Raw data -
* Start *

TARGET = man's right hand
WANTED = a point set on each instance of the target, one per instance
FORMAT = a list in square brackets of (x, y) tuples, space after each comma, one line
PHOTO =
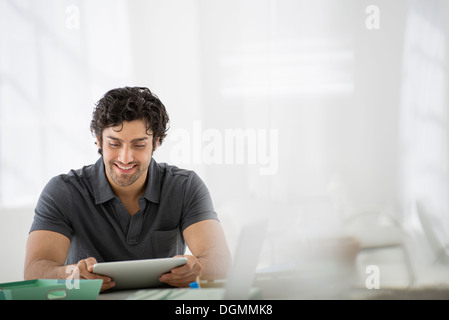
[(84, 270)]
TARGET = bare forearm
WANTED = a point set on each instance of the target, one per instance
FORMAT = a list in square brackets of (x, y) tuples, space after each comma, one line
[(215, 264), (45, 269)]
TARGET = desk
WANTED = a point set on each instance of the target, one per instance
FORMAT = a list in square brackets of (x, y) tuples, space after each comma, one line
[(173, 294)]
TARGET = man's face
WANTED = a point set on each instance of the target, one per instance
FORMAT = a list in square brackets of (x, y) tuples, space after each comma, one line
[(127, 152)]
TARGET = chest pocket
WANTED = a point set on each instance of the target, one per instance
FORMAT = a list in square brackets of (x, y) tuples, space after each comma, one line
[(167, 243)]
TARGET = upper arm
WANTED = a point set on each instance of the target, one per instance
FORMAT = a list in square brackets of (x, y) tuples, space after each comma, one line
[(47, 245)]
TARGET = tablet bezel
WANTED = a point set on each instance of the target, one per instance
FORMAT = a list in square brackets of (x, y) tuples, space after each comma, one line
[(138, 274)]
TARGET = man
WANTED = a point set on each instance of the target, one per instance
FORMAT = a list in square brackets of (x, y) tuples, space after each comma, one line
[(126, 206)]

* End *

What the task requires - Rewrite every line of the data above, requests included, multiplying each point coordinate in the answers by 2.45 and rounding to whole numbers with halves rounded up. Leave the pictures out.

The response -
TARGET = man's right hand
WANTED = a point set on each instance of the target, one per instance
FORMAT = a list in square brackets of (x, y) tuples, space after each comma, one line
PHOTO =
[(206, 662)]
TARGET = bare forearm
WANTED = a point set on each instance of the target, one per instance
FORMAT = a list in square brackets of (x, y) tuples, space after each comma, one line
[(527, 647), (110, 659)]
TARGET = desk
WANTED = a point set on each instance of the target, one per instance
FORMAT = a list in square brackets of (x, y) tuples, space after each comma, one line
[(424, 720)]
TARGET = man's face
WANTED = a point set on each instance of the target, one per instance
FORMAT = a list in square brackets of (x, y) tuples, space after each comma, one line
[(311, 372)]
TARGET = chest pocket
WANTED = a point set on each instance of the target, one per instance
FORMAT = a list in square brackets of (x, y) tuples, space after each comma, one line
[(409, 595)]
TARGET = upper arm
WANTED = a point set on each instance of the target, one per instance
FORMAT = a list in square brackets of (x, y) tuples, space after each comma, one line
[(115, 600)]
TARGET = tablet bezel
WANTED = a point set on each instance of the target, one per instance
FORMAT = a list in square brackets of (x, y) tuples, space after each comma, one line
[(338, 671)]
TARGET = man
WANTED = a point set on each instance of the target, one per instance
FORMAT = a list in square brackets of (x, y) tuples, space after each comma, one line
[(309, 505)]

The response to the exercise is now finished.